» **Required work**
1) In the passage on the prairie grain handling and transportation system, in what year was the Canadian Pacific Railway completed in Saskatchewan?
2) Extend the passage on the prairie grain handling and transportation system, picking up right after its final sentence.

-------- Document extract

The main task of the grain handling and transportation system (GHTS) is to get grain from field to final market destination. The main physical functions of this system are transportation, handling, storage, and processing (cleaning). On the prairies the main transportation infrastructures are roads and rail lines; in Saskatchewan, primary elevators are the main storage, handling and cleaning infrastructure. Changes in technology have greatly affected the nature of the GHTS. The development of the network of rail lines, which took place in the settlement period, was not a planned system but one that developed through competition between rival railway companies: the first was the Canadian Pacific Railway (CPR), which was completed in Saskatchewan in 1884; others were the Canadian Northern Railway and the Grand Trunk Pacific Railway. When these companies faced bankruptcy, they were taken over by the federal government and amalgamated into the Canadian National Railway (CNR), which also incorporated the Intercolonial, the Grand Trunk, and the National Transcontinental Railways. This meant there were only two railways competing for grain business.

----------------
-------- Collected material

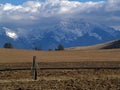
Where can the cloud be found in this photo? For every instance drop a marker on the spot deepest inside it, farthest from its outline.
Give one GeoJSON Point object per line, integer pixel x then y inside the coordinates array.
{"type": "Point", "coordinates": [31, 12]}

----------------

» **The replies**
1) 1884

2)
When the prairies were first settled, the main means of grain movement from farm to elevator was by horse and wagon. Most farms, then as today, had to provide sufficient farm grain storage for almost their entire production, because they could not rely on the elevator system to be able to take their grain directly from the field. Storage space at grain elevators was used primarily to allow for loading several rail grain cars. Few primary grain elevators in the country were equipped to clean grain for export: this was carried out at port terminals. Most elevators, however, had small cleaners used to clean farmers' grain for seeding. There were over 100 grain companies that built elevators during the early years of settlement; however, most of these companies were small. Many of the main line companies were initially owned by American interests (e.g., National, Federal, McCabe, Searle); the large Canadian companies were N.M. Paterson and Sons, Pioneer (Richardson and Sons), and Parrish and Heimbecker. While none of the American-owned companies exists today, all three Canadian companies are still in business.
The spacing of grain delivery points along the rail lines was to allow a farmer located furthest from the rail line to be able to deliver a load of grain by horse and wagon and return home in one day. The number of rail branch lines and elevators was suitable to 1900 technology; but sixty years later, with better roads and large trucks capable of hauling up to about 1,500 bushels of grain, as well as better railway power equipment and grain steel hopper cars instead of wooden boxcars, the rail and elevator system was overbuilt. What followed from the 1980s was the abandonment of rail branch lines and the replacement of decaying wooden elevators with larger inland cement terminals.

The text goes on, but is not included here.